> [Task description]:
Reproduce word for word the lines of the entries below, starting at the line that contains "In this exercise you will find the black trousers" and ending at the final line of the entries, with both of those lines included.

(Dataset excerpts on object pointing)
'''

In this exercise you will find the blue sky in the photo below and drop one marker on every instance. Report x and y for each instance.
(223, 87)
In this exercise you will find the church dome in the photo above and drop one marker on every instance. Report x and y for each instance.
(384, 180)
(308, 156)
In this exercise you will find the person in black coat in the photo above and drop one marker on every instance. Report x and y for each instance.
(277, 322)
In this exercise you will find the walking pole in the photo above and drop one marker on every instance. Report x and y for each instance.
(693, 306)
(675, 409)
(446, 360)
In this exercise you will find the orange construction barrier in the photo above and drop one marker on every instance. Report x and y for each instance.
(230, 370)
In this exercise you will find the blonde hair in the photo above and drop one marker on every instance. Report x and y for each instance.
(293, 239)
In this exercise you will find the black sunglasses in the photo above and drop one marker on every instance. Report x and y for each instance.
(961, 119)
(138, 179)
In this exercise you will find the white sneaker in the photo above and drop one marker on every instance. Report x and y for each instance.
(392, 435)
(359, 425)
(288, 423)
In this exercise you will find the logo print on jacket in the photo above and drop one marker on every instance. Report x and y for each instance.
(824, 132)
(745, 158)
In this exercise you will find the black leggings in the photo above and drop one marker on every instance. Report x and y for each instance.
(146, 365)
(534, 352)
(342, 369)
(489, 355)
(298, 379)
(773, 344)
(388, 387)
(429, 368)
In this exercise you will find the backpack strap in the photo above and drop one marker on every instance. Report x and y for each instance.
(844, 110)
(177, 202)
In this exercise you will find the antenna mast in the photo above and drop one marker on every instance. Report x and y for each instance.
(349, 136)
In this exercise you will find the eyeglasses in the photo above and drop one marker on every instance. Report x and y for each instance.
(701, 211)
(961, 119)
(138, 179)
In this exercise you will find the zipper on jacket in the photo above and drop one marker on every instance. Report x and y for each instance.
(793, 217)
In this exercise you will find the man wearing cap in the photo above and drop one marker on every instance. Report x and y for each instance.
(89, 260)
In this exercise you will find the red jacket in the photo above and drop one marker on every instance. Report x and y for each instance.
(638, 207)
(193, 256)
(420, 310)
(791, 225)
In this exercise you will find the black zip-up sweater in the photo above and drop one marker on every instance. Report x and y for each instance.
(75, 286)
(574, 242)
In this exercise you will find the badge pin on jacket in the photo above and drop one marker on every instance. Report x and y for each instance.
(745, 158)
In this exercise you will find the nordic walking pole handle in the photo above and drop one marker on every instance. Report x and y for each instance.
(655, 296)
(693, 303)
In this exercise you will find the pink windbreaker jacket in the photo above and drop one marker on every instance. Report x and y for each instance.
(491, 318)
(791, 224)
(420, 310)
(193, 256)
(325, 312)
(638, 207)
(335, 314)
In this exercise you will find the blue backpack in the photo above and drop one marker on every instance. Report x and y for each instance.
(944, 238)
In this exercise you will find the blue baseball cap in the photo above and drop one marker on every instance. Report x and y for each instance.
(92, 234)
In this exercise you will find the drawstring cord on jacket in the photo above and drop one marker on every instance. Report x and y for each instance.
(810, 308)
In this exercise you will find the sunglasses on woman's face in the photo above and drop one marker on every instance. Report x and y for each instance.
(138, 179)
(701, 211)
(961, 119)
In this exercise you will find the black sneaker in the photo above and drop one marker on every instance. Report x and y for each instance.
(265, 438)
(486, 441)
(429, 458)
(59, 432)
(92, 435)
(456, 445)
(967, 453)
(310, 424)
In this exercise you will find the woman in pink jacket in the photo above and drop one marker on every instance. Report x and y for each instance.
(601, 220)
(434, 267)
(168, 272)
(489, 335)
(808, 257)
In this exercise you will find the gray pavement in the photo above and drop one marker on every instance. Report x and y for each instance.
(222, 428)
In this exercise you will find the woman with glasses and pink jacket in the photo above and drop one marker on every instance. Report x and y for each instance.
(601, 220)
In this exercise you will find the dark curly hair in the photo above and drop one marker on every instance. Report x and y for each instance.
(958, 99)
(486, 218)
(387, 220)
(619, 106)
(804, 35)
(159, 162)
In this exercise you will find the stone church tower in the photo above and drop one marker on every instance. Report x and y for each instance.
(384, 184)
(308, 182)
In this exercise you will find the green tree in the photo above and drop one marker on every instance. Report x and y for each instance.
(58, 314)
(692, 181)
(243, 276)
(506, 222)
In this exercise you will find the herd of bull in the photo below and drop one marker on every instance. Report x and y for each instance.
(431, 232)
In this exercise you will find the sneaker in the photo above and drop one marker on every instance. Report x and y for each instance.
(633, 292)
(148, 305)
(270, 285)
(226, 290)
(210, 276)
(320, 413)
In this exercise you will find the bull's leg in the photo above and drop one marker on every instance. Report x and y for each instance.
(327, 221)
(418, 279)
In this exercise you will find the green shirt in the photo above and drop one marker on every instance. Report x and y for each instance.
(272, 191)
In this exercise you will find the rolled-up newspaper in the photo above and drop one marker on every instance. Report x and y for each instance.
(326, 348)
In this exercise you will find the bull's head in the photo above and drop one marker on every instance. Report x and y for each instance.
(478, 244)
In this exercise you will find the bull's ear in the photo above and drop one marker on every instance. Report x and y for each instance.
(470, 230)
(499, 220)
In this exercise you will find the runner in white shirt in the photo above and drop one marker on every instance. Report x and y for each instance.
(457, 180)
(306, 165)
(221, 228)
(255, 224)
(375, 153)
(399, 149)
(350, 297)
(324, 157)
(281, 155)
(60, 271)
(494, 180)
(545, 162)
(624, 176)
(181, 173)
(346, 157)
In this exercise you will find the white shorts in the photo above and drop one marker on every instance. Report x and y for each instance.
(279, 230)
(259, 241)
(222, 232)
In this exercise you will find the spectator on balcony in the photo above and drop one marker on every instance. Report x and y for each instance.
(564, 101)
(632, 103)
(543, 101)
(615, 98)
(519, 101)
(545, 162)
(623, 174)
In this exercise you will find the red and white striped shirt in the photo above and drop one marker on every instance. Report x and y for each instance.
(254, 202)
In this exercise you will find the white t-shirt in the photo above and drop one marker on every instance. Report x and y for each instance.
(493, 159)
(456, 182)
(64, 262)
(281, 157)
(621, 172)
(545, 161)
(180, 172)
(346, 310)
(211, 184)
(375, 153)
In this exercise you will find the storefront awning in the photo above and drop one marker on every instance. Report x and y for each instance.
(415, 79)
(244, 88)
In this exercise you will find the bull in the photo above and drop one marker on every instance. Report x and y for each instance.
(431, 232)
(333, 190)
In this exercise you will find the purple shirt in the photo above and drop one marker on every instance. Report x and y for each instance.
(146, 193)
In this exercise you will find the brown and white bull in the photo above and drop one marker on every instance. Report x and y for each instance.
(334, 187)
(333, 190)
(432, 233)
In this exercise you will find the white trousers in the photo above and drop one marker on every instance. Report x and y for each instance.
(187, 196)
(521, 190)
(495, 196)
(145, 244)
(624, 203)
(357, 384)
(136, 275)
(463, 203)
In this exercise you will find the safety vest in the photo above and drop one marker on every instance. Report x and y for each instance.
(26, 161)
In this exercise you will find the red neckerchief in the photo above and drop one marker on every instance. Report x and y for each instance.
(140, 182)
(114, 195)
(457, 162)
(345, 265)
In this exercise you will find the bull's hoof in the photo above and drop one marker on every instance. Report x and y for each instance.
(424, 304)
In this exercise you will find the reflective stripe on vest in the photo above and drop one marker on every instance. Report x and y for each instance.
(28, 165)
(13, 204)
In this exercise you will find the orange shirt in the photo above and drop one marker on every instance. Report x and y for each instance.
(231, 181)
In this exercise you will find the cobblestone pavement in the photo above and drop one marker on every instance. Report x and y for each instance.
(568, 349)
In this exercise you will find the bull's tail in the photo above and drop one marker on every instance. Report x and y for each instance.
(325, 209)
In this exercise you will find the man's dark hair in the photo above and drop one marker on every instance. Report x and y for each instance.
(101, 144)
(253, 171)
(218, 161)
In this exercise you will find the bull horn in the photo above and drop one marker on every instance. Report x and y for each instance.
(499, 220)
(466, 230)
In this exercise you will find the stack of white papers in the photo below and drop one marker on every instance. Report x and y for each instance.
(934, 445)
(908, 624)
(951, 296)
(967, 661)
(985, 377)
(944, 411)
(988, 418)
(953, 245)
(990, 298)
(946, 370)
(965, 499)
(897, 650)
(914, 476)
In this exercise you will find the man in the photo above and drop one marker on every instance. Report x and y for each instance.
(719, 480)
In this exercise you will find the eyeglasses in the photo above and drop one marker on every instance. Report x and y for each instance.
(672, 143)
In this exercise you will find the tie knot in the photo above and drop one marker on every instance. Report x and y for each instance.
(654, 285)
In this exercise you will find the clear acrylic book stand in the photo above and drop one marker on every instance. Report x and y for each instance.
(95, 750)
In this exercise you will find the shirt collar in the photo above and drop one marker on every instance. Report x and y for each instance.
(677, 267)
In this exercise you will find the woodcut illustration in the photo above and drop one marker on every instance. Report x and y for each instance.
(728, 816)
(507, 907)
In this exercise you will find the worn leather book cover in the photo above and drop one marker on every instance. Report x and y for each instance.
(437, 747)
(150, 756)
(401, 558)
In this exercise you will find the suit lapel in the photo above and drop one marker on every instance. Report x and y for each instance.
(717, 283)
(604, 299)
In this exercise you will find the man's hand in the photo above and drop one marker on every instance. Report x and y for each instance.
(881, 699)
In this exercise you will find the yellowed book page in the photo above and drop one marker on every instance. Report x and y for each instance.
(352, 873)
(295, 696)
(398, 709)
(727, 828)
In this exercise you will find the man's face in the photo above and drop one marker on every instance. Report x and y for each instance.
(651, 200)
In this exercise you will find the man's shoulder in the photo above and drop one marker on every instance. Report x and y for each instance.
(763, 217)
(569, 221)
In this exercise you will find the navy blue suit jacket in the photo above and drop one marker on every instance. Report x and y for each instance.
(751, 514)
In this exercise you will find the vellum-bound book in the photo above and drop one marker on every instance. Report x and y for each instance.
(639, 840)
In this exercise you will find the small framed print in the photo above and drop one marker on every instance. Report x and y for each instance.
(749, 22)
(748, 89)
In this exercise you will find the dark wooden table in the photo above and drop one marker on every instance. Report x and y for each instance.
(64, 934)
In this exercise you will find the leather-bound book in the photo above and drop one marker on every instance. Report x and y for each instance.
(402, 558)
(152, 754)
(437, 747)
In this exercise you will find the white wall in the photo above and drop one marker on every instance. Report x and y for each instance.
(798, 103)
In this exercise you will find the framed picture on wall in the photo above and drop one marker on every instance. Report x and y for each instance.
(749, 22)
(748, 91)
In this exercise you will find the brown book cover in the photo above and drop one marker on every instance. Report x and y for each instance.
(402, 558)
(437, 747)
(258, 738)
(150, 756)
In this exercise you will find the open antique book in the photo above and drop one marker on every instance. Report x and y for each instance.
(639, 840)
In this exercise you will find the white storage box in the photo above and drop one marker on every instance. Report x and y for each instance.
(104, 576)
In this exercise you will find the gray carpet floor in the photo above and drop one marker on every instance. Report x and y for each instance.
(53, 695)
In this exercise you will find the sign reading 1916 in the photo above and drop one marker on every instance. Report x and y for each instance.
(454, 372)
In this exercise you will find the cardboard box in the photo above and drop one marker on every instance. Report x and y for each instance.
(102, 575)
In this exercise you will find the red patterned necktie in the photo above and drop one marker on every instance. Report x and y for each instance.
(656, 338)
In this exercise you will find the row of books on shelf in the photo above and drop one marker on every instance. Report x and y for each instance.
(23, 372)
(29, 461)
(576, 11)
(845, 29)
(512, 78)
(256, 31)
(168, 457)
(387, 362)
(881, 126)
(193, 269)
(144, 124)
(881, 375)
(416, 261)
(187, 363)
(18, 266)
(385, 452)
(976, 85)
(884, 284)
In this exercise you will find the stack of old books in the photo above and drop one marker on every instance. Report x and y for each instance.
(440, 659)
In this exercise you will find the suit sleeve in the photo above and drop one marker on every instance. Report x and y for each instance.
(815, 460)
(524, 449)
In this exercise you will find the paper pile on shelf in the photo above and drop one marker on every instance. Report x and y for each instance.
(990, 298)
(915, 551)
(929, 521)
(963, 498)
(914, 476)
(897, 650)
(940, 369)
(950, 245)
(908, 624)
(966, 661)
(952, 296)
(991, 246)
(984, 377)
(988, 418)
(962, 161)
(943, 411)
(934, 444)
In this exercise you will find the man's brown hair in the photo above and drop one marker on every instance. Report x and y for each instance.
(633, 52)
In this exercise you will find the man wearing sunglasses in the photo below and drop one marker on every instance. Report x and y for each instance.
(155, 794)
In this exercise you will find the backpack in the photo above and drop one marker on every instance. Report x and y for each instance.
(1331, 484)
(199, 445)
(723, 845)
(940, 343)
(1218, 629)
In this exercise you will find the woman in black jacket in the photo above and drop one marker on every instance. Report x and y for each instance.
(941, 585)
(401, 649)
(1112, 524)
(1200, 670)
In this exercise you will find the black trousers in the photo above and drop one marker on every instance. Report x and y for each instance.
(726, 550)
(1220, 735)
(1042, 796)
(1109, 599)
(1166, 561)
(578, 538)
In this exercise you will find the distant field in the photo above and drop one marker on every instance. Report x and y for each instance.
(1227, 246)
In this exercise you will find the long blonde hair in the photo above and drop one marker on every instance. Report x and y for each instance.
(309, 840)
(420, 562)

'''

> [Output below]:
In this exercise you will find the black trousers in the photo above and drop one marker on every instance. Report x and y for each instance.
(726, 550)
(1220, 735)
(1042, 796)
(1109, 599)
(1166, 561)
(578, 538)
In this exercise you will find the distant field in the photo above and drop one marker on every instance. Report x and y for each instance.
(1227, 246)
In this exercise you will find the long blonde hair in the photo above and drop one marker on every instance. Report x and y for each instance.
(309, 840)
(420, 562)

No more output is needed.